What to do. Retype every entry precisely and keep each line whole.
___ Data supplied
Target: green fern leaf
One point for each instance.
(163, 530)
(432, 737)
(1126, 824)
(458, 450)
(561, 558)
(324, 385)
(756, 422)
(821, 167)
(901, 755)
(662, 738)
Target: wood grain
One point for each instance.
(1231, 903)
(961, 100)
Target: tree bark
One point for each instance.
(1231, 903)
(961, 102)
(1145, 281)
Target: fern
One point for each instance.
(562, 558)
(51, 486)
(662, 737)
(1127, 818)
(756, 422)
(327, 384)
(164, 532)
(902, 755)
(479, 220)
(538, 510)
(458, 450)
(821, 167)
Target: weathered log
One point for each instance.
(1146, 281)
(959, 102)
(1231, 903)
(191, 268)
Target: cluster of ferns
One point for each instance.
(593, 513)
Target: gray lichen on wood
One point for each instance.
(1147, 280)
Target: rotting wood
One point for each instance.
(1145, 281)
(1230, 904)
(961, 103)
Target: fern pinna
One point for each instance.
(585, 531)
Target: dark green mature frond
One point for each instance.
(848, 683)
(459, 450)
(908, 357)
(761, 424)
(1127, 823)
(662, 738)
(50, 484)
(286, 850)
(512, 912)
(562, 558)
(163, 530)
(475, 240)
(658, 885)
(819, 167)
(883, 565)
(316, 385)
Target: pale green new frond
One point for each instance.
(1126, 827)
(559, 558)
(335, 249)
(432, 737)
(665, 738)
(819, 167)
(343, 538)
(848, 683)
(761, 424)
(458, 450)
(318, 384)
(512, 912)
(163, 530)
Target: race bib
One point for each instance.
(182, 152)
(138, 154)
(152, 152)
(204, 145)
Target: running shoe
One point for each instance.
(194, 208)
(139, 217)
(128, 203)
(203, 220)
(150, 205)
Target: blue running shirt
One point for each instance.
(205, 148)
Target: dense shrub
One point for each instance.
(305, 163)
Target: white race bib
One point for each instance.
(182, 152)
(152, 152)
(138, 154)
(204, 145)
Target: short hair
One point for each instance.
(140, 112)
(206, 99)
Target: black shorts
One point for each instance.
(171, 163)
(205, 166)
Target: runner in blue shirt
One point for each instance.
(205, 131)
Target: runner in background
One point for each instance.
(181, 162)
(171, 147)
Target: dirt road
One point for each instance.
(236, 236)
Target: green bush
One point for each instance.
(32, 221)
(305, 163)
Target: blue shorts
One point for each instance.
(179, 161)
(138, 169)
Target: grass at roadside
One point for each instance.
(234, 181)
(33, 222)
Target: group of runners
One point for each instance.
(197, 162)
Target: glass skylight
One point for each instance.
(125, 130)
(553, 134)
______
Exercise output.
Target: green fern leaf
One point for each instance.
(163, 530)
(432, 737)
(1126, 824)
(458, 450)
(561, 558)
(324, 385)
(756, 422)
(821, 167)
(901, 755)
(662, 738)
Target: wood grain
One point for each instance.
(1231, 903)
(961, 100)
Target: tree bark
One point for each instance.
(1231, 903)
(961, 102)
(1145, 281)
Target: fern
One point for each instance.
(562, 558)
(51, 486)
(662, 737)
(1127, 818)
(756, 422)
(327, 384)
(164, 532)
(902, 755)
(479, 220)
(538, 510)
(458, 450)
(821, 167)
Target: weathered log
One point for each instance.
(1146, 281)
(959, 102)
(1231, 903)
(191, 268)
Target: cluster of ferns
One point for each instance.
(593, 513)
Target: gray lichen on wood
One point for each instance.
(1147, 280)
Target: rotting wood
One point for each instance.
(1145, 281)
(1230, 904)
(961, 103)
Target: fern pinna
One point for each instance.
(585, 531)
Target: dark green mature frond
One point for each instance.
(848, 683)
(459, 450)
(908, 357)
(761, 424)
(1127, 823)
(662, 738)
(50, 484)
(286, 850)
(512, 912)
(562, 558)
(163, 530)
(475, 240)
(658, 885)
(819, 167)
(883, 565)
(316, 385)
Target: pale green new frond
One point for each instance.
(1126, 827)
(559, 558)
(335, 249)
(432, 737)
(665, 738)
(819, 167)
(343, 538)
(848, 683)
(761, 424)
(458, 450)
(318, 384)
(512, 912)
(163, 530)
Target: race bib
One point for each instance.
(182, 152)
(138, 154)
(152, 152)
(204, 145)
Target: running shoe
One point for each instance.
(194, 208)
(139, 217)
(128, 203)
(203, 220)
(150, 205)
Target: blue running shirt
One point for each instance.
(205, 148)
Target: dense shrub
One point for each instance.
(305, 163)
Target: white race bib
One point for each instance.
(182, 152)
(152, 152)
(138, 154)
(204, 145)
Target: short hair
One point for each instance.
(140, 112)
(206, 99)
Target: black shorts
One point for each instance.
(171, 163)
(205, 166)
Target: runner in blue shirt
One point for each instance.
(205, 131)
Target: runner in background
One point for each instance.
(181, 162)
(171, 147)
Target: dirt road
One point for each instance.
(236, 236)
Target: green bush
One point for each instance.
(32, 221)
(305, 163)
Target: blue shorts
One point for each instance.
(179, 161)
(138, 169)
Target: grass at roadside
One point for each instance.
(234, 181)
(33, 222)
Target: group of runners
One point for each instance.
(197, 162)
Target: glass skylight
One point for each instance.
(125, 130)
(553, 134)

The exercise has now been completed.